§ Document text
====================

Add to this a bold new crime of Refund Fraud. Identity thieves file a federal return claiming a substantial refund using a stolen social security number and other relevant information and fabricated tax information. Google searches for identity theft and tax returns returns 1 million plus articles about this crime. Those few convicted of this crime have collected millions, some hundreds of millions in refunds.

In the Select Committe on Aging, United States Senate on April 10, 2013; Chairman Bill Nelson stated in his opening comments the following facts:

  • The U.S. Treasury is loosing $5 Billion each year to refund fraud, and the number is growing.
  • The IRS reported that from 2010 to 2011 Identity Theft incendents nearly tripled.
  • The Federal Trade Commission reported Tax Related Fraud is growing at an 'astronomical' rate. While credit card related identity theft is declining.
  • The IRS reports a backlog of cases exceeding 300,000 taking  an average of180 days to resolve.
  • Taxpayers victimized in one year are victimized in the following year
  • Many victimes of Refund Fraud

The IRS claims that only 1% of taxpayers are victims of identity theft. For those who are the victims of identity theft the IRS will issue a Identity Protection Personal Identifer Number (IPPIN) for use in filing returns. It has yet to be determined if such PINs detere identity theft and many victims continue to wait for the IPPIN to be issued by the IRS.

According to TIME Magazine in a March 26 article stated the IRS has 3,000 employees devoted full time to resolving 650,000 cases of identity theft. A TaxPro Today article referred to the Treasury Inspector General for Tax Administration report where these numbers were first issued.

The IRS is facing an uphill task in combating this crime. The theives operate across the nation, quickly change operations to avoid apprehension or detection and are sphisticated and are becoming more sophisticated.

Suggested steps to protect our Identity follow.

  • Protect yourself by filing early.
  • Don’t carry your Social Security card or any documents with your SSN or Individual Taxpayer Identification Number (ITIN) on it.
  • Don’t give a business your SSN or ITIN just because they ask. Give it only when required.
  • Protect your financial information. Shred any document with a social security number, bank or credit card account number or other personal information.
  • Check your credit report every 12 months.
  • Secure personal information in your home. Put the documents with the information in a strongbox, safe, or other secure place.

====================

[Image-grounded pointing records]
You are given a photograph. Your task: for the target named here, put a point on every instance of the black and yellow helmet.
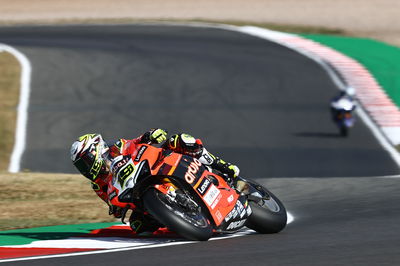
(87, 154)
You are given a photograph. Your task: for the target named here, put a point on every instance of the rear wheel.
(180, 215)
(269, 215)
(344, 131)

====================

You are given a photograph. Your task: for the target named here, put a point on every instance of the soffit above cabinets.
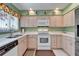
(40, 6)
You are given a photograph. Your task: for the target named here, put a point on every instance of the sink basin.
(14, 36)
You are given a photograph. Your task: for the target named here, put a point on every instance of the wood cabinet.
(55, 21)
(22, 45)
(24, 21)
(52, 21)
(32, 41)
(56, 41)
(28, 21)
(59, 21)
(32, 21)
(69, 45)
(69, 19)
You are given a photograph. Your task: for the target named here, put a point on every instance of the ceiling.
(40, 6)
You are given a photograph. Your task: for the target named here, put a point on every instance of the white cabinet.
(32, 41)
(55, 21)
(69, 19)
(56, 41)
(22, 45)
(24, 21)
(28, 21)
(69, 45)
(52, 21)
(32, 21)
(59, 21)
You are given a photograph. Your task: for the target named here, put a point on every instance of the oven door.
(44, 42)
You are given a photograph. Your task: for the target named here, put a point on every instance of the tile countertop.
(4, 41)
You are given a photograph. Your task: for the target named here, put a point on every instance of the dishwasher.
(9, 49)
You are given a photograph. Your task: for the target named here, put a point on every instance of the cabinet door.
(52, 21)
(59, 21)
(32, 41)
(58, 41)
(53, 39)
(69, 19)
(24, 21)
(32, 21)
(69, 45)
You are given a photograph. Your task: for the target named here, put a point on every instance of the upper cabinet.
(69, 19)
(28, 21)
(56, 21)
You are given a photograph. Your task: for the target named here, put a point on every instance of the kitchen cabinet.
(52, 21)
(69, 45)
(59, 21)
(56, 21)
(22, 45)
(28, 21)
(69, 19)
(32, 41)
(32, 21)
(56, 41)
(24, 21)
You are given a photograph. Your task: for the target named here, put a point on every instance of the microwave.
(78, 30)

====================

§ Exercise aim
Can you continue the text on tax refund fraud and identity theft, starting right after its last sentence?

§ Result below
  • Protect your personal computers by using firewall, anti-spam/virus software, update security patches and change passwords for Internet accounts. Keep your antivirus and malware protection software up to date. Identity monitoring company LifeLock says that if you use online tax preparation software, make sure the URL starts with “https” as opposed to just “http.” (The “s” indicates a secure connection.)
  • The IRS never contacts taxpayers via email or social networks. Delete suspisious emails.
  • Don’t give personal information over the phone, through the mail or on the Internet unless you have initiated the contact or you are sure you know who you are dealing with.
  • Order a tax return transcript from the IRS  and compire it to your own records of income andexpenses and filing history.
  • Collect your mail daily and read it. If you get a notice from the IRS about a tax return you never filed, or regarding income you never earned, you should get in touch with them.

To this I add a sole proprietorship who must provide a social security number for IRS information forms to contact the IRS for a Tax Payer Identification Number (TPIN) to use in place of your social security number. This number will appear on Forms 1099-MISC provided by businesses you provide services to. Doing so will reduce the number of people who have access to your social security number.

The most often stressed advise was to file your return early.

If you suspect that you are the victim of identity theft file FORM 14039 with the IRS. This will notify the agency of the theft. There will be more steps you will need to take to reclaim your life from the theives that stole it.